Stored data:
◇ ◇ ◇ ◇

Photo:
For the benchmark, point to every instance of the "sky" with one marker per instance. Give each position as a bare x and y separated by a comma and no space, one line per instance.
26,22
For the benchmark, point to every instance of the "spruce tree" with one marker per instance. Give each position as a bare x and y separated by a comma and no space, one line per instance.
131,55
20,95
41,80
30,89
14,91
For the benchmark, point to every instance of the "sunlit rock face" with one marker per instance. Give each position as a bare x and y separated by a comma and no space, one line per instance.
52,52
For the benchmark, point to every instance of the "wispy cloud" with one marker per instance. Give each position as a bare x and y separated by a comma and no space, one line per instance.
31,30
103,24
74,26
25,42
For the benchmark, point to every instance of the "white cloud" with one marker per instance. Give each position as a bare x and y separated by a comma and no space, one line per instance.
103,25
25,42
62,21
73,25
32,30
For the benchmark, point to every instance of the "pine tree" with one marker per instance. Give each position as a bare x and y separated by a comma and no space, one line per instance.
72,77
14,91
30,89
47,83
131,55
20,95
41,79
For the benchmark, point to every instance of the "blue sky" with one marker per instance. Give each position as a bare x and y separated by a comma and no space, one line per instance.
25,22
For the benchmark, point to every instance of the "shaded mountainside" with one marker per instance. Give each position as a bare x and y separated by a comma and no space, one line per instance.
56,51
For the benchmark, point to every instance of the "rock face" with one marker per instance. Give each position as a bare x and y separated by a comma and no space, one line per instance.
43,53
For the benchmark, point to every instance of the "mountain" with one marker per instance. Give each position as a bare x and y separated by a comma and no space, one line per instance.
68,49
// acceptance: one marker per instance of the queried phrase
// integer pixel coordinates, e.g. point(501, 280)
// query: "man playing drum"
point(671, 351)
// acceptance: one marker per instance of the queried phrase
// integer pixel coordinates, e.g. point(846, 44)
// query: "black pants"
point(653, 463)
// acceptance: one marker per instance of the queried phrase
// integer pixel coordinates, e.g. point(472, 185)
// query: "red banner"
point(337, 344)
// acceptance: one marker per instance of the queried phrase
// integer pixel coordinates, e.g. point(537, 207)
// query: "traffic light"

◇ ◇ ◇ ◇

WHAT THE TASK REQUIRES → Output every line above without altering anything.

ANSWER TO THE PROBLEM →
Photo:
For the benchmark, point to every instance of the "sky" with one marker per instance. Give each position as a bare x and y separated by a comma and no space, one line per instance.
26,22
For the benchmark, point to every instance of the "spruce tree" with one marker per instance. Give each position as a bare x and y separated by a comma and no space, one line per instance.
131,55
20,95
41,80
30,89
14,91
For the benchmark, point to every instance of the "sunlit rock face" with one marker per instance. Give each position as a bare x and y separated by a comma and no space, one line per instance.
52,52
For the benchmark, point to every instance of the "wispy cloud" with one marker per instance. Give each position as a bare x and y separated by a comma and no space, one line per instance.
31,30
103,24
74,26
25,42
For the benchmark, point to every instance of the "white cloud" with one marker per instance. Give each position as a bare x and y separated by a comma and no space, one line per instance.
103,25
25,42
62,21
73,25
32,30
For the benchmark, point to every instance of the "pine tree" with one marker per instance. Give each position as a bare x and y separated by a comma and no space, one line per instance.
72,77
14,91
30,89
47,83
131,55
20,95
41,79
For the benchmark, point to every instance of the "blue sky" with one marker per instance. Give each position as a bare x and y separated by a comma and no space, one line per instance.
25,22
For the benchmark, point to every instance of the "shaded mountainside" with one marker per instance. Give each position as a bare x and y separated by a comma and no space, one line per instance.
56,51
For the benchmark, point to every instance of the "rock face" with one marker per instance. Give each position as a bare x and y separated by a comma and no space, one line per instance.
43,53
For the benchmark, point to every instance of the "mountain" with one marker per instance. Give each position as a bare x and y separated by a comma and no space, one line per instance.
68,49
// acceptance: one marker per instance of the queried phrase
// integer pixel coordinates, e.g. point(501, 280)
// query: "man playing drum"
point(671, 351)
// acceptance: one marker per instance of the queried phrase
// integer pixel coordinates, e.g. point(846, 44)
// query: "black pants"
point(653, 463)
// acceptance: one marker per instance of the queried phrase
// integer pixel coordinates, e.g. point(472, 185)
// query: "red banner"
point(337, 344)
// acceptance: one marker per instance of the queried phrase
// integer pixel coordinates, e.g. point(537, 207)
// query: "traffic light"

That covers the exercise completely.